Written request: From the line containing "Pest-scouting request: point out the woman with sunglasses" through the last line of the data, return those lines exactly as written and nothing more.
[start of Material to process]
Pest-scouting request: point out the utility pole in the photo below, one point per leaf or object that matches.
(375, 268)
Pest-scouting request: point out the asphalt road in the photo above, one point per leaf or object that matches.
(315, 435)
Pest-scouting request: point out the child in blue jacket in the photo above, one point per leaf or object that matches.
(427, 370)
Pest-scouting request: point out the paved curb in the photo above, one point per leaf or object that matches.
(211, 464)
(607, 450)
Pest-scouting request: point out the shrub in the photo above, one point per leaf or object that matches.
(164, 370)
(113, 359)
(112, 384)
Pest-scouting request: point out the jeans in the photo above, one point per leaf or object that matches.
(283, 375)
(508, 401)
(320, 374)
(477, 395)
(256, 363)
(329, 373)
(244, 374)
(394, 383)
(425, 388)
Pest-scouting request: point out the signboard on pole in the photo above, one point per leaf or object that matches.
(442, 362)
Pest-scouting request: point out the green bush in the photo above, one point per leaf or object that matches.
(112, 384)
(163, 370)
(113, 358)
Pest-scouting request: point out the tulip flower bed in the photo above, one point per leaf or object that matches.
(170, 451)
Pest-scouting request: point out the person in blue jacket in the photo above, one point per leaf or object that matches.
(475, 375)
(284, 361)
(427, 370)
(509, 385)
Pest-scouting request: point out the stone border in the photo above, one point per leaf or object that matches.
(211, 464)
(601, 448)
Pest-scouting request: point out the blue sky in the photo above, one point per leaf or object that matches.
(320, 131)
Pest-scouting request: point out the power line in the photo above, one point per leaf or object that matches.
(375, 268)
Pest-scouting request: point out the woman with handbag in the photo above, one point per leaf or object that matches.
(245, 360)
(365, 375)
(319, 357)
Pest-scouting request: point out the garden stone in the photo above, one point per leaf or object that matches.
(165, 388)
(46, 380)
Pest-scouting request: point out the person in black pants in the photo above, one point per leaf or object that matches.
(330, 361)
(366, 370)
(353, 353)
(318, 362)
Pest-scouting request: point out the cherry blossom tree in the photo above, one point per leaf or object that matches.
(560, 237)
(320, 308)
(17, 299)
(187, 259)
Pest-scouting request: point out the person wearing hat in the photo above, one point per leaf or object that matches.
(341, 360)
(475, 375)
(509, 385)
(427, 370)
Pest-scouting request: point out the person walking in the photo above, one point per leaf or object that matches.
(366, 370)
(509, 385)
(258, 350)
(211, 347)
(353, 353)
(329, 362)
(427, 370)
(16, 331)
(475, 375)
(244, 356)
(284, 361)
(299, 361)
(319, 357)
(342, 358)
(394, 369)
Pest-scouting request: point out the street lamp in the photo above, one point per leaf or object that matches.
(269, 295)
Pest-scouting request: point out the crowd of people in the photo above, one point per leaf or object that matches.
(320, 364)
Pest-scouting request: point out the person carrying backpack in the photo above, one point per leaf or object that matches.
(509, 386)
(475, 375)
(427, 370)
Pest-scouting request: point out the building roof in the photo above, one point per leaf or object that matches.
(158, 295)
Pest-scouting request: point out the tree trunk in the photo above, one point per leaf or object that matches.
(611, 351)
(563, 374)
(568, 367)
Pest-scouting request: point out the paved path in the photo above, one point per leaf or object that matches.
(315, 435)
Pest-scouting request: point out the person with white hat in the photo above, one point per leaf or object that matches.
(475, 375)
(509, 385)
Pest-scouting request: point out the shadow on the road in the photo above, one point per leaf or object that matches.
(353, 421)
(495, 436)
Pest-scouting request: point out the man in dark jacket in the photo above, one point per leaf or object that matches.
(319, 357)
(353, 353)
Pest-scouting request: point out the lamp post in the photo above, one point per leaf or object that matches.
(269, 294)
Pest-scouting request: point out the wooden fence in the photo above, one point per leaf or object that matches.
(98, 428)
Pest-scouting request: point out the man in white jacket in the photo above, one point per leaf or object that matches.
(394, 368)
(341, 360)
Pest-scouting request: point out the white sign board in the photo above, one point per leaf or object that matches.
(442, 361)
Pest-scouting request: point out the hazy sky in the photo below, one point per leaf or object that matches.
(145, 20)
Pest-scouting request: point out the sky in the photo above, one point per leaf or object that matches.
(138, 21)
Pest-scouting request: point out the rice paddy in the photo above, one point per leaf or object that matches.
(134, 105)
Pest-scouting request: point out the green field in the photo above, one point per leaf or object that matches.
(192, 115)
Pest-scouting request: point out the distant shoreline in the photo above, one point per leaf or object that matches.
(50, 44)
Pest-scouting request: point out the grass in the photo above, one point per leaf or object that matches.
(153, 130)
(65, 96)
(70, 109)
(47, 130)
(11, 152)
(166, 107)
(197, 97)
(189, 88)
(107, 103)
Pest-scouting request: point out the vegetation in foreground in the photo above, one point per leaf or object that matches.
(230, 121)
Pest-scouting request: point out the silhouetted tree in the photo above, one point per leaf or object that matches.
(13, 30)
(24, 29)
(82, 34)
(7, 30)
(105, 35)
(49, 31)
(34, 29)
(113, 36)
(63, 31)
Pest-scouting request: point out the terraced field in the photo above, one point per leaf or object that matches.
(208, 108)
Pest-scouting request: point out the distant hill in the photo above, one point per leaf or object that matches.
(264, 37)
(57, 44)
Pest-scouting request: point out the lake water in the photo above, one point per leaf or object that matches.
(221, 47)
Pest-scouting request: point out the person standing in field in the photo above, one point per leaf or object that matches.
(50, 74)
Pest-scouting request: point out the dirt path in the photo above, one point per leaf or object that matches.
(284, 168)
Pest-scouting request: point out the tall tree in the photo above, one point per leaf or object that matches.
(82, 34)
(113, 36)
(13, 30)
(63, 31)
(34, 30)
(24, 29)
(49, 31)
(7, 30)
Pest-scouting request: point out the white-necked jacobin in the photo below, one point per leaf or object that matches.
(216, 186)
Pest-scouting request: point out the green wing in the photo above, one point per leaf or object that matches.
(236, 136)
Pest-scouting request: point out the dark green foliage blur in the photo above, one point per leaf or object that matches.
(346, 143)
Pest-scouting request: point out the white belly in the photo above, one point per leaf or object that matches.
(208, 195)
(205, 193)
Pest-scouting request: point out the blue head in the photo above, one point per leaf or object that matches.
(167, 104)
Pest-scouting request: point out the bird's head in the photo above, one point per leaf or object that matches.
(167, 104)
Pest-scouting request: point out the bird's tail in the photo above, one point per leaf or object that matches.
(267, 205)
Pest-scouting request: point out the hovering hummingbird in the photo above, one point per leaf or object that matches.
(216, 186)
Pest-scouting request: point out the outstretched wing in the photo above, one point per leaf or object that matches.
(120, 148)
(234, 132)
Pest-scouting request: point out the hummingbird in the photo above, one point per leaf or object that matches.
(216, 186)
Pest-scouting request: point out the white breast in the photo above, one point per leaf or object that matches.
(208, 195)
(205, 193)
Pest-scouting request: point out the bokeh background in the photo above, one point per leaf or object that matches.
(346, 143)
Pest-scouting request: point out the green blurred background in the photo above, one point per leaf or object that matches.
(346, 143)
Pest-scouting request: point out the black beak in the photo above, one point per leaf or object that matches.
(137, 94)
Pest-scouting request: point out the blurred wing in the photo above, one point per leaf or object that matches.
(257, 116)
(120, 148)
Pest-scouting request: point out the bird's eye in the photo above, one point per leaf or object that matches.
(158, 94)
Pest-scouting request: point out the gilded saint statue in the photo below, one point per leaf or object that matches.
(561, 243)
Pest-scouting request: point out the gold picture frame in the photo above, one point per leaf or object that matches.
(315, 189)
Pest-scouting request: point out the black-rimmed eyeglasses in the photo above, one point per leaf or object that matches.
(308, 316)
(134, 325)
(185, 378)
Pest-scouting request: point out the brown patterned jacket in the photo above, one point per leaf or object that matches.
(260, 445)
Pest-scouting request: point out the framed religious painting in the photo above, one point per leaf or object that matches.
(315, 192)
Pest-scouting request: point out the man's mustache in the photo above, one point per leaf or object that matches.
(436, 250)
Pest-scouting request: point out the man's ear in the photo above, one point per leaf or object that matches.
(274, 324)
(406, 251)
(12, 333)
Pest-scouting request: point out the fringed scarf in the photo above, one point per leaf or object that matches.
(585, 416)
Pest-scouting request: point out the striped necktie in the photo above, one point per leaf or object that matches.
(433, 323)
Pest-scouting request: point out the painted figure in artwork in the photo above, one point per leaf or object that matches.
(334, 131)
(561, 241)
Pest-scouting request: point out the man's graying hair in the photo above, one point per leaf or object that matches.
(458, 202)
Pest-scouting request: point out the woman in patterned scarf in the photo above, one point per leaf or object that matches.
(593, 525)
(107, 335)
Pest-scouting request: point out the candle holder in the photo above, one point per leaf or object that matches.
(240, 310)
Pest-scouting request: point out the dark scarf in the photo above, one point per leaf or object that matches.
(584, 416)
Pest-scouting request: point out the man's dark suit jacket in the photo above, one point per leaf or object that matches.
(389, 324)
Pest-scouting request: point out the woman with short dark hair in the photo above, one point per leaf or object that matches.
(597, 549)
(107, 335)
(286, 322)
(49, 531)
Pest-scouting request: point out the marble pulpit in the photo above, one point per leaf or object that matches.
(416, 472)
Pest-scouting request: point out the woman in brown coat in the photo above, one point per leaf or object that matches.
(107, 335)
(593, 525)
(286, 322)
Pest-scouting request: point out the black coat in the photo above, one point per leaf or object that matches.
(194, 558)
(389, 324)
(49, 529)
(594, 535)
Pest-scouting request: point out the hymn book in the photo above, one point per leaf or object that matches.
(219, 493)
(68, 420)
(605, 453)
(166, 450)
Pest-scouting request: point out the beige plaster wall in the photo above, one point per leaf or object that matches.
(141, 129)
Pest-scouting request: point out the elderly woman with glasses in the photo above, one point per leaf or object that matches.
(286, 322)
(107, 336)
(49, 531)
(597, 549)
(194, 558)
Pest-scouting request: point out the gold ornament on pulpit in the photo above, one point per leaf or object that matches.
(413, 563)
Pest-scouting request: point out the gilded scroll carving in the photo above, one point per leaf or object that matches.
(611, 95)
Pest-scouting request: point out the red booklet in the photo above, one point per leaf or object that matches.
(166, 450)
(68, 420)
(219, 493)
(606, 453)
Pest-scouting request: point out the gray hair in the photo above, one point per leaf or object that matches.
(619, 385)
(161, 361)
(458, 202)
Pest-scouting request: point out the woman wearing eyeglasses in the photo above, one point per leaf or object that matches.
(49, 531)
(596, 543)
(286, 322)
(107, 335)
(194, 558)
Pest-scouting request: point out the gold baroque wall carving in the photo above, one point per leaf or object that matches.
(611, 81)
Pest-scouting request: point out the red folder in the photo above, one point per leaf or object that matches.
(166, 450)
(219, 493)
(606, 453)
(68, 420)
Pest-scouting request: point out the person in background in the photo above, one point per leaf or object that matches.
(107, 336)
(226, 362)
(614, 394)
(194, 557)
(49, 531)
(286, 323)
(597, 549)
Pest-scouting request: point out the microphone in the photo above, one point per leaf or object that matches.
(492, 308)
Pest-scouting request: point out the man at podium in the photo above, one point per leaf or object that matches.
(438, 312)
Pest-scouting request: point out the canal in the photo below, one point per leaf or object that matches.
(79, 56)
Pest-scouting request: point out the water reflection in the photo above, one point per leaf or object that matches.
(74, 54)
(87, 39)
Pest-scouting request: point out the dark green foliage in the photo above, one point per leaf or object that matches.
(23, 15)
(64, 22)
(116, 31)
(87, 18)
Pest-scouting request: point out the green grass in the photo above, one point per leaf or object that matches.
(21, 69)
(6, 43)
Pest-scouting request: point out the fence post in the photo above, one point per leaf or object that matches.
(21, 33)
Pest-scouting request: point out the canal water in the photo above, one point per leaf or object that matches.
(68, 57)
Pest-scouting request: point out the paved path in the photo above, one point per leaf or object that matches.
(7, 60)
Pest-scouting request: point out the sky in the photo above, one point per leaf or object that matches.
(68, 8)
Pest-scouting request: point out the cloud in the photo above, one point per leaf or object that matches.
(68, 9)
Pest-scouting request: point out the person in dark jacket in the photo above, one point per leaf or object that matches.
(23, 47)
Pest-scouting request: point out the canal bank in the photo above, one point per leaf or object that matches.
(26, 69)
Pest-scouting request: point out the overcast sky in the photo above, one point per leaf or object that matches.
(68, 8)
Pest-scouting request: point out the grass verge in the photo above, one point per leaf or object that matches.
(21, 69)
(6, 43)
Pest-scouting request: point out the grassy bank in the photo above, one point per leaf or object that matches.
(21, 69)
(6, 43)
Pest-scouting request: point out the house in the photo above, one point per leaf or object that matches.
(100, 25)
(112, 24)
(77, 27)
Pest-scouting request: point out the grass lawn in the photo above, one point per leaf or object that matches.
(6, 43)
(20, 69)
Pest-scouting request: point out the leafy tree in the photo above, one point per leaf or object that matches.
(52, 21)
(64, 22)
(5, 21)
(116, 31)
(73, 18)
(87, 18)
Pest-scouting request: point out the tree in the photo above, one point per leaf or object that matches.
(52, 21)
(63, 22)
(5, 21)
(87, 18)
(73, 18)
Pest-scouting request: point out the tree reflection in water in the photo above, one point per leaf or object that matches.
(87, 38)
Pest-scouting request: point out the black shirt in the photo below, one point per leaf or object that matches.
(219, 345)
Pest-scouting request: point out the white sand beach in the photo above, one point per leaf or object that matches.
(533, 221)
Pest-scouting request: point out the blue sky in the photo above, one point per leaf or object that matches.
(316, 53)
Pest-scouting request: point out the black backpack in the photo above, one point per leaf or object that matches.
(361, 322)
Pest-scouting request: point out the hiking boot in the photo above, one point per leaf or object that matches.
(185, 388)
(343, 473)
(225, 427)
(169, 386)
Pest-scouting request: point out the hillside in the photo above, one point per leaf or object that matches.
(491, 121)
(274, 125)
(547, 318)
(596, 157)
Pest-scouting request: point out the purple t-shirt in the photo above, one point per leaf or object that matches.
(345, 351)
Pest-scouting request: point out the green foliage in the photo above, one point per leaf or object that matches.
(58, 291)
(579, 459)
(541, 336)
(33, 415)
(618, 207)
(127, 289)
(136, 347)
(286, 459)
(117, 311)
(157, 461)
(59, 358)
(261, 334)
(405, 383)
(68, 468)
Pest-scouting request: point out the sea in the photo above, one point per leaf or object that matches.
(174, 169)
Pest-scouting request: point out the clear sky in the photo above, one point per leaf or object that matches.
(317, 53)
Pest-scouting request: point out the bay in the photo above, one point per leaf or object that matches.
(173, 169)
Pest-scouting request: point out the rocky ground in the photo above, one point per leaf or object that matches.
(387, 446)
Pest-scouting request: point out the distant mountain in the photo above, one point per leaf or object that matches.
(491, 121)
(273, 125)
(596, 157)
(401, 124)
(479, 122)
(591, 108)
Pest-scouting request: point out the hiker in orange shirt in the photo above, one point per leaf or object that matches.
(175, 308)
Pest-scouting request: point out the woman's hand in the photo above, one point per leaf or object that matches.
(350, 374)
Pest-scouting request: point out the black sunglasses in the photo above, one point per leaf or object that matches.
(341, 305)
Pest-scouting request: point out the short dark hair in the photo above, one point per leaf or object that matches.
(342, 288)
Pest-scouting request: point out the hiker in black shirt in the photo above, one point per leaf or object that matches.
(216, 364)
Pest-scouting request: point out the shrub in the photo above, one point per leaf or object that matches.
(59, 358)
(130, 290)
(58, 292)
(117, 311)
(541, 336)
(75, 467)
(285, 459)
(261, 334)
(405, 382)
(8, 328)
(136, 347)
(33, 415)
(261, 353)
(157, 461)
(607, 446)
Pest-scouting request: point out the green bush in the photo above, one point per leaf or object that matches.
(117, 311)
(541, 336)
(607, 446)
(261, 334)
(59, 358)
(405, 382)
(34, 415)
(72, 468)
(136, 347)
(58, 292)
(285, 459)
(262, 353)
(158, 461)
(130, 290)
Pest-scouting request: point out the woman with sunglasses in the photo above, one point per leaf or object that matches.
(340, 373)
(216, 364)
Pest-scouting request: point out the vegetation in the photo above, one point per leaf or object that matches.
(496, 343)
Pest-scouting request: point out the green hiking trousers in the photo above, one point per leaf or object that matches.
[end of Material to process]
Answer to this task:
Pest-scouting request: point out the woman with sunglasses in the photo above, one point per leaf or object that matches.
(340, 373)
(216, 364)
Pest-scouting request: point out the vegetation in the photo above, one point per leaf or object that matches.
(496, 343)
Pest-scouting request: point out the green hiking trousers in the photo above, one point per leaf or object that matches.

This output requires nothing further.